▶ **Directions**: Could you show each line of the records that contains the word "uniform"?

Natural-language object grounding data:
Start of Block

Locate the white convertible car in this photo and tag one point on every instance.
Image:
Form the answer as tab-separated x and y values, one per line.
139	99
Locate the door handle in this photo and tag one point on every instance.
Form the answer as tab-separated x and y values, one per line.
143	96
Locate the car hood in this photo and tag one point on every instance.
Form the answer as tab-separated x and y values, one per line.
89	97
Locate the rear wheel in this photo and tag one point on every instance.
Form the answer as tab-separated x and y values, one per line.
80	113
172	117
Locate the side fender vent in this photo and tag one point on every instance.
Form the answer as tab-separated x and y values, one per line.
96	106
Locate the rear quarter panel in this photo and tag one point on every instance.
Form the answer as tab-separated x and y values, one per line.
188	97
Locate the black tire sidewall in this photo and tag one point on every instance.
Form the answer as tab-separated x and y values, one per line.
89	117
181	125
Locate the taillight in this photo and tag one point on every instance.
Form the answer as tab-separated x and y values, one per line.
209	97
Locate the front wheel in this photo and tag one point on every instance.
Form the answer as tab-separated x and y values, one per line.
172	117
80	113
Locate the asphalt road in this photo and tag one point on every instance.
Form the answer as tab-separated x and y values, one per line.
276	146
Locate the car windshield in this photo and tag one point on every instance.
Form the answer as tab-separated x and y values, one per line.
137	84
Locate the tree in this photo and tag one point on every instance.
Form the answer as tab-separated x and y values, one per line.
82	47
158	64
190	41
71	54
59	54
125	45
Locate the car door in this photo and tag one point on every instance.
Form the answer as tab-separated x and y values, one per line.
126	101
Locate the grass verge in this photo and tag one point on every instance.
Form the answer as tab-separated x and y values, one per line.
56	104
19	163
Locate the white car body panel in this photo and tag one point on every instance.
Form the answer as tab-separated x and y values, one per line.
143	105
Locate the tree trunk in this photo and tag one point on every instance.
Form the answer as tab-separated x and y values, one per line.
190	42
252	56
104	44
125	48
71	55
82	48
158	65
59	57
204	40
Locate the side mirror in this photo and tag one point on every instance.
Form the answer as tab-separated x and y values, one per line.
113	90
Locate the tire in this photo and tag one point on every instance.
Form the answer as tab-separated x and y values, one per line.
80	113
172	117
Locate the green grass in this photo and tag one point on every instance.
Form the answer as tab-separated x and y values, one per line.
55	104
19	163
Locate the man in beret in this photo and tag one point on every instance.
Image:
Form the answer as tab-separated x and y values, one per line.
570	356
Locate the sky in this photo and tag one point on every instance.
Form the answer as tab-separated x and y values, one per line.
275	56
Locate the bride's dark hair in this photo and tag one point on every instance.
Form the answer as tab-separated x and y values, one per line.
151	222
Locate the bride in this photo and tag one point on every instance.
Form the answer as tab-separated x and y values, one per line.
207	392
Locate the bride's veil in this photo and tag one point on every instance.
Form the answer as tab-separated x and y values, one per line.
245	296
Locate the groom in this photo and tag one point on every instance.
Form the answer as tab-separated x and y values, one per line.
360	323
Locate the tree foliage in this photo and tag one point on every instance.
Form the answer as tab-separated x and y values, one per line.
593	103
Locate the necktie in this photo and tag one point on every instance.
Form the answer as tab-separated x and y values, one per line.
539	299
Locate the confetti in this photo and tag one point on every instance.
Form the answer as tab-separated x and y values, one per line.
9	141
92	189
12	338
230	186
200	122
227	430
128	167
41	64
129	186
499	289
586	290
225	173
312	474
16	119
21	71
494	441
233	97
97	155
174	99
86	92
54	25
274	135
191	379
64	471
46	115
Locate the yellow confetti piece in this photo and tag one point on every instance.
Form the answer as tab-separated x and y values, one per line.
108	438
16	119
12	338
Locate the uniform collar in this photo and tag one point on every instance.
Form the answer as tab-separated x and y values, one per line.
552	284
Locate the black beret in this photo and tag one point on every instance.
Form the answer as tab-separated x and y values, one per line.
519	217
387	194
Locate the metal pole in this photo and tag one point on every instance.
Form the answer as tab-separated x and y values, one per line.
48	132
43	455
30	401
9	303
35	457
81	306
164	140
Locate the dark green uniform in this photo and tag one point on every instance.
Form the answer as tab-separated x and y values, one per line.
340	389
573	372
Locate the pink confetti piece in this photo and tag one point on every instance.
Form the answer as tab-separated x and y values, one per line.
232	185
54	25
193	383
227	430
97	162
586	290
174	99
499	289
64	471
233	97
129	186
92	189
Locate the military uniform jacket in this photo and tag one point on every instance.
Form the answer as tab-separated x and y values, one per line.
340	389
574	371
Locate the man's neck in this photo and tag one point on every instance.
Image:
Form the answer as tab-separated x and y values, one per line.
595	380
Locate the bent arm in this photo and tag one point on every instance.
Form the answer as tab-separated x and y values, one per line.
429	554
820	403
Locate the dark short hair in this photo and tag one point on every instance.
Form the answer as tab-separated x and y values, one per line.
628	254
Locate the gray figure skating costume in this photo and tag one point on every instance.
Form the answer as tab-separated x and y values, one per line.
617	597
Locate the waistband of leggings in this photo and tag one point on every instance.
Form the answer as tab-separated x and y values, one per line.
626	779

End of Block

▶ **Result of the exercise**:
Locate the uniform collar in this photo and tag one point on every instance.
Locate the dark green uniform in this photo and tag one point on every instance.
Locate the military uniform jacket in this photo and tag one point on every instance.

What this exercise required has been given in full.